Exercise:
Rewrite every line of the records below as a JSON list of strings, one string per line, and omit the blank lines.

Mask labeling records:
┌──

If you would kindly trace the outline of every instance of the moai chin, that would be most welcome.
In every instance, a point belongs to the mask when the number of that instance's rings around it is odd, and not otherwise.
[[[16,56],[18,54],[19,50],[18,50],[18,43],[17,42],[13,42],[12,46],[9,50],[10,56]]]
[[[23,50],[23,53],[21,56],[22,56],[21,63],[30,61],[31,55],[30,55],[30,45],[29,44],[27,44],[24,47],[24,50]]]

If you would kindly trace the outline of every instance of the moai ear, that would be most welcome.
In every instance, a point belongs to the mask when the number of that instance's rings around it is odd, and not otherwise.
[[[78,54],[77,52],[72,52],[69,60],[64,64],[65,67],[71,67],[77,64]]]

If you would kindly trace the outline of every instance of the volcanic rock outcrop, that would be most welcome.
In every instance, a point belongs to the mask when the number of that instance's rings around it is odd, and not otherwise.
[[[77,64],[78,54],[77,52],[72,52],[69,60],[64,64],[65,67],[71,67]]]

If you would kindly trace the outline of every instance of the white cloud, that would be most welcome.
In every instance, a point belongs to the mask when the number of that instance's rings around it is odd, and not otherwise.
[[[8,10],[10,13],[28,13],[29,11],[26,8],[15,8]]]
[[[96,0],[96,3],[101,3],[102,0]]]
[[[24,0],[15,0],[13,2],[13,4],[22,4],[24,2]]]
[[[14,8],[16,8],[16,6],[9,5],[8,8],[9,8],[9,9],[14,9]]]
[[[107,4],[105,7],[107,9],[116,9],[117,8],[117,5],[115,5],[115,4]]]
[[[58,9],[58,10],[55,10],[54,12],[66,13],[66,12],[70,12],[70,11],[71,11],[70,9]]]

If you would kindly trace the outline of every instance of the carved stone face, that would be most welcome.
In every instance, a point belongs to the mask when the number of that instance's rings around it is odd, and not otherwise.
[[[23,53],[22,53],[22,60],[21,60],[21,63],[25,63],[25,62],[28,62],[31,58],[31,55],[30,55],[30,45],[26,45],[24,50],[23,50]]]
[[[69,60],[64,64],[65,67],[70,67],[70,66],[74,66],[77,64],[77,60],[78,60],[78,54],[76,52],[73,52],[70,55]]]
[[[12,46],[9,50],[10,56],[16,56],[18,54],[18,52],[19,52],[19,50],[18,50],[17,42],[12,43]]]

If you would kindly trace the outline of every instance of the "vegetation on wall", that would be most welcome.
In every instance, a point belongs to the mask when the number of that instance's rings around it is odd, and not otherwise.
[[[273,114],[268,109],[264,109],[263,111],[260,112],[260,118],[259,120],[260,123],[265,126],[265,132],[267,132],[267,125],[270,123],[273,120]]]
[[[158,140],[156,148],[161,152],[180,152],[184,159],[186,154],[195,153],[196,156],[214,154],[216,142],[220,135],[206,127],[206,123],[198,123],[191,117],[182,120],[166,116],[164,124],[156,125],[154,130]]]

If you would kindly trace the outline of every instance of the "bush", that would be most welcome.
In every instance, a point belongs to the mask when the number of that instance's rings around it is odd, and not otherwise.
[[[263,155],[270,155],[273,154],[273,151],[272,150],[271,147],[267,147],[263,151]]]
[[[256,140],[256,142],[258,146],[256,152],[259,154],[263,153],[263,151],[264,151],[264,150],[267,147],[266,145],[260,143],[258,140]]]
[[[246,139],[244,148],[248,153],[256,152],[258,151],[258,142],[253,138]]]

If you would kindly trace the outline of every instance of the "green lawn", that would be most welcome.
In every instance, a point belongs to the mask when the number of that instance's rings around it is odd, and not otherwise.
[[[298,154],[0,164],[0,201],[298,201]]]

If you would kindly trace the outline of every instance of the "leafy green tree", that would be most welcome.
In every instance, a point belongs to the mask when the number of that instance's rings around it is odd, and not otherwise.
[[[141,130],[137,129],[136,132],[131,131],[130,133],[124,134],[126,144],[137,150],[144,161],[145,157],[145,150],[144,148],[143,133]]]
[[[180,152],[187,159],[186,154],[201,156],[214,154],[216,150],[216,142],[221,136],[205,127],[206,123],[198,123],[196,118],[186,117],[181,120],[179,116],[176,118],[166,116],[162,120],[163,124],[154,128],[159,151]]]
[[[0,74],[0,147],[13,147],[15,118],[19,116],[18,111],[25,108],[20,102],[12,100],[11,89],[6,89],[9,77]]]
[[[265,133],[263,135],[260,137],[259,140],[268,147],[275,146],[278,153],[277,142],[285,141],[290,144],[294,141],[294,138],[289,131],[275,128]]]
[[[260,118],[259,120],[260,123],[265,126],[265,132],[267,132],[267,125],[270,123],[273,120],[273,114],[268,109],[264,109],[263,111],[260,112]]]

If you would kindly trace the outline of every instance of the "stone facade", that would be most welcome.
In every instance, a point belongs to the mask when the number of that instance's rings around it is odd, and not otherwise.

└──

Written reply:
[
  "If you would kindly trace the outline of every instance of the moai chin, that would be most welcome.",
  "In every instance, a point belongs to the mask when the number of that instance's rings around it is odd, and not otherwise.",
  "[[[16,56],[18,54],[19,50],[18,50],[18,43],[17,42],[13,42],[12,46],[9,50],[10,56]]]",
  "[[[23,50],[23,53],[21,56],[22,56],[21,63],[30,61],[31,55],[30,55],[30,45],[29,44],[27,44],[24,47],[24,50]]]",
  "If you would kindly trace the outline of every instance of the moai ear, that would be most welcome.",
  "In every instance, a point belongs to the mask when the number of that instance's rings around it is odd, and not otherwise.",
  "[[[78,54],[77,52],[72,52],[69,60],[64,64],[65,67],[71,67],[77,64]]]",
  "If you would kindly trace the outline of every instance of the volcanic rock outcrop, that would be most welcome.",
  "In every instance, a point belongs to the mask when the number of that instance's rings around it is odd, and not otherwise.",
  "[[[77,64],[78,54],[77,52],[72,52],[69,60],[64,64],[65,67],[71,67]]]",
  "If you would kindly trace the outline of every instance of the white cloud, that would be most welcome.",
  "In every instance, a point belongs to the mask when the number of that instance's rings around it is odd, and not otherwise.",
  "[[[8,10],[10,13],[28,13],[29,11],[26,8],[15,8]]]",
  "[[[96,0],[96,3],[101,3],[102,0]]]",
  "[[[24,0],[15,0],[13,2],[13,4],[22,4],[24,2]]]",
  "[[[14,8],[16,8],[16,6],[9,5],[8,8],[9,8],[9,9],[14,9]]]",
  "[[[107,4],[105,7],[107,9],[116,9],[117,8],[117,5],[115,5],[115,4]]]",
  "[[[58,9],[58,10],[55,10],[54,12],[66,13],[66,12],[70,12],[70,11],[71,11],[70,9]]]",
  "If you would kindly trace the outline of every instance of the carved stone face, that would be most welcome.",
  "In every instance, a point belongs to the mask when the number of that instance's rings around it is odd, and not otherwise.",
  "[[[23,53],[22,53],[22,60],[21,60],[21,63],[25,63],[25,62],[28,62],[31,58],[31,55],[30,55],[30,45],[26,45],[24,50],[23,50]]]",
  "[[[69,60],[64,64],[65,67],[70,67],[70,66],[74,66],[77,64],[77,60],[78,60],[78,54],[76,52],[73,52],[70,55]]]",
  "[[[12,46],[9,50],[10,56],[16,56],[18,54],[18,52],[19,52],[19,50],[18,50],[17,42],[12,43]]]",
  "If you would kindly trace the outline of every instance of the \"vegetation on wall\", that would be most welcome.",
  "In every instance, a point belongs to the mask when the number of that instance's rings around it is odd, and not otherwise.",
  "[[[273,114],[268,109],[264,109],[263,111],[260,112],[260,118],[259,120],[260,123],[265,126],[265,132],[267,132],[267,125],[270,123],[273,120]]]",
  "[[[158,140],[156,148],[161,152],[180,152],[184,159],[186,154],[195,153],[196,156],[214,154],[216,142],[220,135],[206,127],[206,123],[198,123],[191,117],[182,120],[166,116],[164,124],[156,125],[154,130]]]",
  "If you would kindly trace the outline of every instance of the \"bush\", that would be most welcome.",
  "In every instance, a point belongs to the mask when the number of that instance's rings around it is odd, and not otherwise.",
  "[[[263,155],[270,155],[273,154],[273,151],[272,150],[271,147],[267,147],[263,151]]]",
  "[[[256,140],[256,142],[258,146],[256,152],[259,154],[263,153],[263,151],[264,151],[264,150],[267,147],[266,145],[260,143],[258,140]]]",
  "[[[246,139],[244,148],[248,153],[256,152],[258,151],[258,142],[253,138]]]",
  "If you would kindly trace the outline of every instance of the \"green lawn\", that would be most welcome.",
  "In every instance, a point belongs to the mask when the number of that instance's rings around it is odd, and not otherwise.",
  "[[[298,154],[0,164],[0,201],[298,201]]]",
  "If you would kindly trace the outline of every instance of the \"leafy green tree\", that would be most welcome.",
  "In every instance, a point belongs to the mask when the number of that instance's rings around it is odd, and not otherwise.",
  "[[[141,130],[137,129],[136,132],[131,131],[130,133],[124,134],[126,144],[137,150],[144,161],[145,157],[145,150],[144,148],[143,133]]]",
  "[[[180,152],[187,159],[186,154],[201,156],[214,154],[216,150],[216,142],[221,136],[205,127],[206,123],[198,123],[196,118],[186,117],[181,120],[179,116],[176,118],[166,116],[162,120],[163,124],[154,128],[159,151]]]",
  "[[[0,74],[0,147],[13,147],[15,118],[19,116],[18,111],[25,108],[20,102],[12,100],[11,89],[6,89],[9,77]]]",
  "[[[265,133],[263,135],[260,137],[259,140],[268,147],[275,146],[278,153],[277,142],[285,141],[290,144],[294,141],[294,138],[289,131],[275,128]]]",
  "[[[260,118],[259,120],[260,123],[265,126],[265,132],[267,132],[267,125],[270,123],[273,120],[273,114],[268,109],[264,109],[263,111],[260,112]]]",
  "If you would kindly trace the outline of every instance of the \"stone facade\", that would be most welcome.",
  "In every instance, a point belongs to the mask when the number of that instance's rings around it is odd, and not otherwise."
]